**Excerpted passage**
******

Another thing I use my iPod Touch for is an alarm clock. It's the only one I use, since it's loud enough to wake me even when I use ear plugs.

Mike


----------



## bkworm8it (Nov 17, 2008)

jmiked said:


> Another thing I use my iPod Touch for is an alarm clock. It's the only one I use, since it's loud enough to wake me even when I use ear plugs.


LOL, I use my cellphone for my alarm. Can't stand the sound on most alarm clocks, even those that are radio! And the phone is harding to hit snooze on, by the time I find it to even hit the snooze I'm already awake. Used to hit snooze or off on my old alarm clock in my sleep and wouldn't realize it.

theresam


----------



## carlobee (Jul 21, 2009)

having an iPod Touch is like having a portable total entertainment system with you.. although in my case, i went for the iPhone for the extra mobile function. 

You will surely love it.. As with the Apps, the App Store slogan says it all, "There's just an app for everything". I mean totally almost everything you could think of.


----------



## Mike D. aka jmiked (Oct 28, 2008)

carlobee said:


> having an iPod Touch is like having a portable total entertainment system with you.. although in my case, i went for the iPhone for the extra mobile function.
> 
> You will surely love it.. As with the Apps, the App Store slogan says it all, "There's just an app for everything". I mean totally almost everything you could think of.


No kidding. Last week I downloaded an app that can send commands to my computer via the WiFi. It sends the commands to a keyboard macro program that I can set up to do practically anything I could do if I was sitting at the computer. I have no idea what to use it for, but it will be cool to play around with.

Mike


----------



## luvmy4brats (Nov 9, 2008)

My iPhone and Kindle are the two things I use all the time. I had an iPod touch and liked it so much I had to get the iPhone. It's practcally superglued to my hand. I use it far more than I ever expected to (and actually very rarely actually TALK on it...hate talking on the phone)  

There really is an app for just about everything.


----------



## bkworm8it (Nov 17, 2008)

WOW an app for everything, awesome, finally something that washes windows!!! <ggggggg>

Any way, I got the 32 gb. I'll just have to be supper selective about what apps I get. I really at this point in time couldn't justify another $100.00, considering the Ipod was pretty much free for the 32 gb with all my gift certs I've saved and $$'s back from school book end of year return! But I should be ok since I don't really hold that much music and any audiobooks I can store on my desktop when I'm done.

thanks again everyone, now I'm really ansty for it to arrive, It will be here on Monday! Gives me a week before school starts again to figure it all out!

Theresam


----------



## luvmy4brats (Nov 9, 2008)

There are tons and tons of free apps. The apps themselves don't take up much room. I have about 50-60 and also have 55 audiobooks, 900+ songs, and 4 tv shows and mines just over 1/2 full.


----------



## bkworm8it (Nov 17, 2008)

******

According to the forum thread, which iPod storage capacity did bkworm8it buy?

**Rows**
******

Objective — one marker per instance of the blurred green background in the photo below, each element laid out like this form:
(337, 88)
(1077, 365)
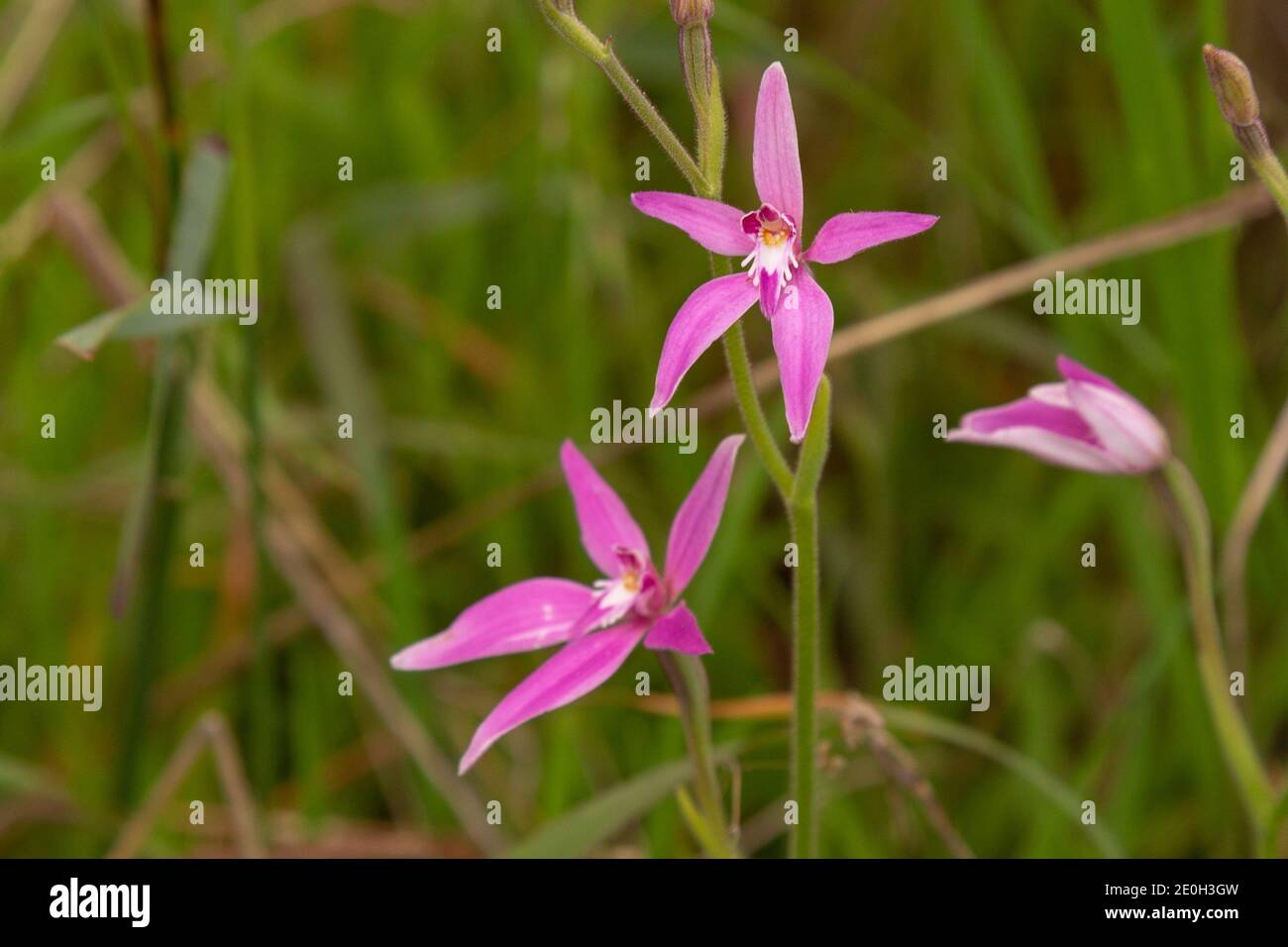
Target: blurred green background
(511, 169)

******

**Written solution**
The 32 GB model.